→ **WHAT TO PRODUCE**: All of the data that follows is to be printed exactly, without pictures.

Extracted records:
◆ ◆ ◆ ◆ ◆

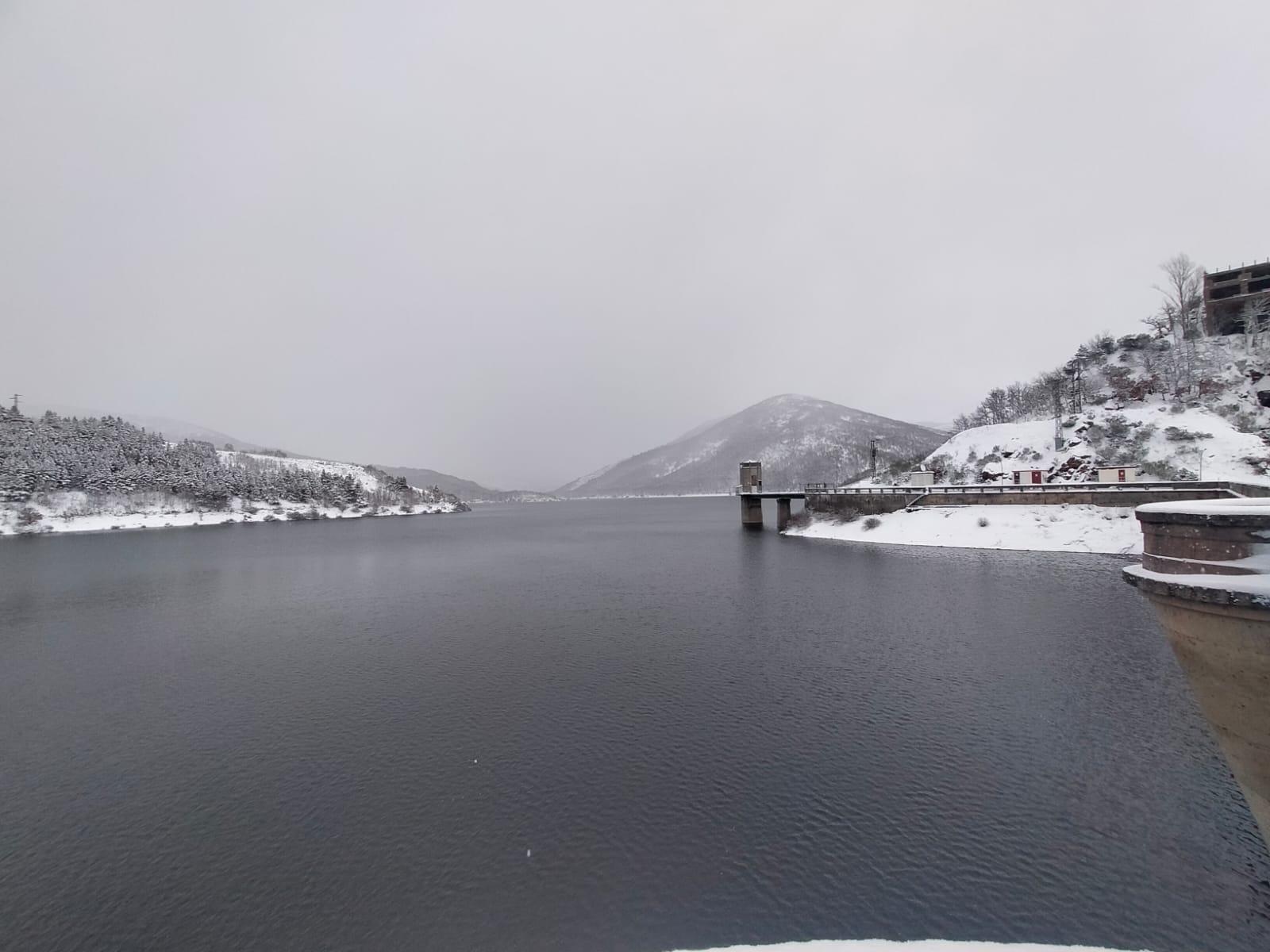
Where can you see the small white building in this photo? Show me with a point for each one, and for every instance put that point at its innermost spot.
(1029, 476)
(1118, 474)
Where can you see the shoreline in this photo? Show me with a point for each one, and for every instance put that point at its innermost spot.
(169, 517)
(1022, 528)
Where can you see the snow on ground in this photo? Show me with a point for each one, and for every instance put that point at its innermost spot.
(1045, 528)
(75, 512)
(1030, 443)
(920, 946)
(370, 482)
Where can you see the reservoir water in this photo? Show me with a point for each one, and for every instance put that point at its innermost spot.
(611, 725)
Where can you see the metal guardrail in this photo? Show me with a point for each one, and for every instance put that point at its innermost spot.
(1013, 489)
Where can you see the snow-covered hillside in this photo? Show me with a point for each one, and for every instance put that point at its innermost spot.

◆ ◆ ◆ ◆ ◆

→ **SOLUTION TO THIS EXERCISE**:
Where can you see the small white building in this photo? Show me with a point for each one, and for every instance put that point at its innermost spot.
(1029, 476)
(1118, 474)
Where can you see the shoreline in this photo? Show me with a point for each one, and for every instance put that point at its innermost spot.
(169, 517)
(1022, 528)
Where can you see the snow on ground in this photo? Show me with a point for each one, and for every instance put that point at its innermost spot.
(1045, 528)
(75, 512)
(1030, 443)
(920, 946)
(370, 482)
Where can you see the reservoir water in this photo? Show me with a point for each one, and for every instance put that point at its innermost spot.
(611, 725)
Where can you see the metal guardrail in this photo? Show me with a point for each one, and for every instance put that point at its innermost spot.
(1013, 489)
Where can you see the snow-covered hillside in this photo? Show me with a point for each one, and for every instance put that point at its innermost spot.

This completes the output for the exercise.